* [Task description] State how many lines in the items below contain the string "nose", treating uppercase and lowercase as distinct. Reply with the number only.

** Start of Material for this task **

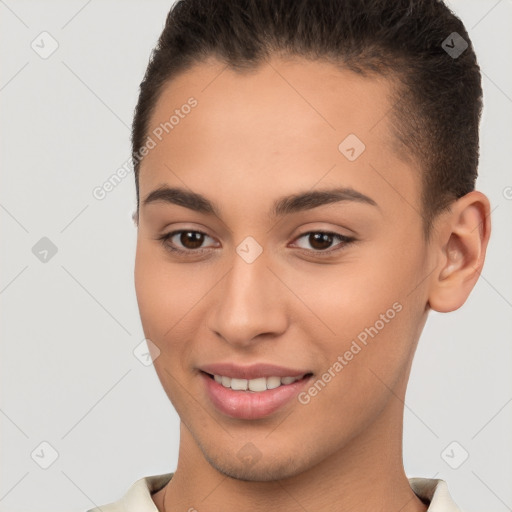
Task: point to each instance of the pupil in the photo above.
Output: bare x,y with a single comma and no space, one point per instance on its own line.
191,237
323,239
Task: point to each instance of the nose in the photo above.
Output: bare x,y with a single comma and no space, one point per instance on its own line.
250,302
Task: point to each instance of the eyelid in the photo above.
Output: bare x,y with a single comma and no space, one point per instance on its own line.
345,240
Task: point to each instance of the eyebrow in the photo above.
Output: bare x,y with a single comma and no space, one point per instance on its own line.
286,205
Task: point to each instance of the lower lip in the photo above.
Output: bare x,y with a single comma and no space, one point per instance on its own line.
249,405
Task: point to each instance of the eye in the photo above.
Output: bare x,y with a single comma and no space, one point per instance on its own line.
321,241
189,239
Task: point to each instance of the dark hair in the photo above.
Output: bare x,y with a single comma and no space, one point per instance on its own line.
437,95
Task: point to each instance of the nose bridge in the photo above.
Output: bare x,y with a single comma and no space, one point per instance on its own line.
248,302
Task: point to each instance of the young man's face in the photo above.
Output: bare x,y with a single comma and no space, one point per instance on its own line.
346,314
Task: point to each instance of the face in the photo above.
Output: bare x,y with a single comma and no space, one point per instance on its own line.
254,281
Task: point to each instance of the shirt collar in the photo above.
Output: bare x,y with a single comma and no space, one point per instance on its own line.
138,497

** End of Material for this task **
** Start of Material for this task **

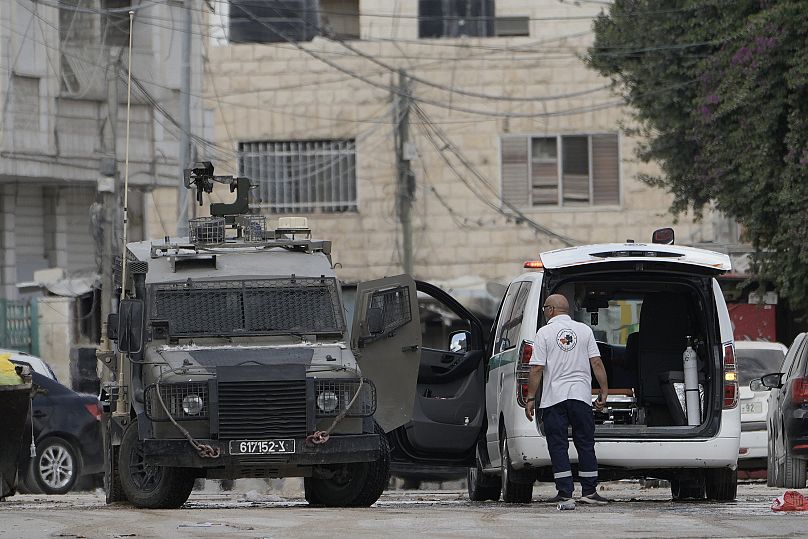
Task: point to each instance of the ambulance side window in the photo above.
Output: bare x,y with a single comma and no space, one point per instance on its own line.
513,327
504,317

** End of Material for this task **

* [Response below] 2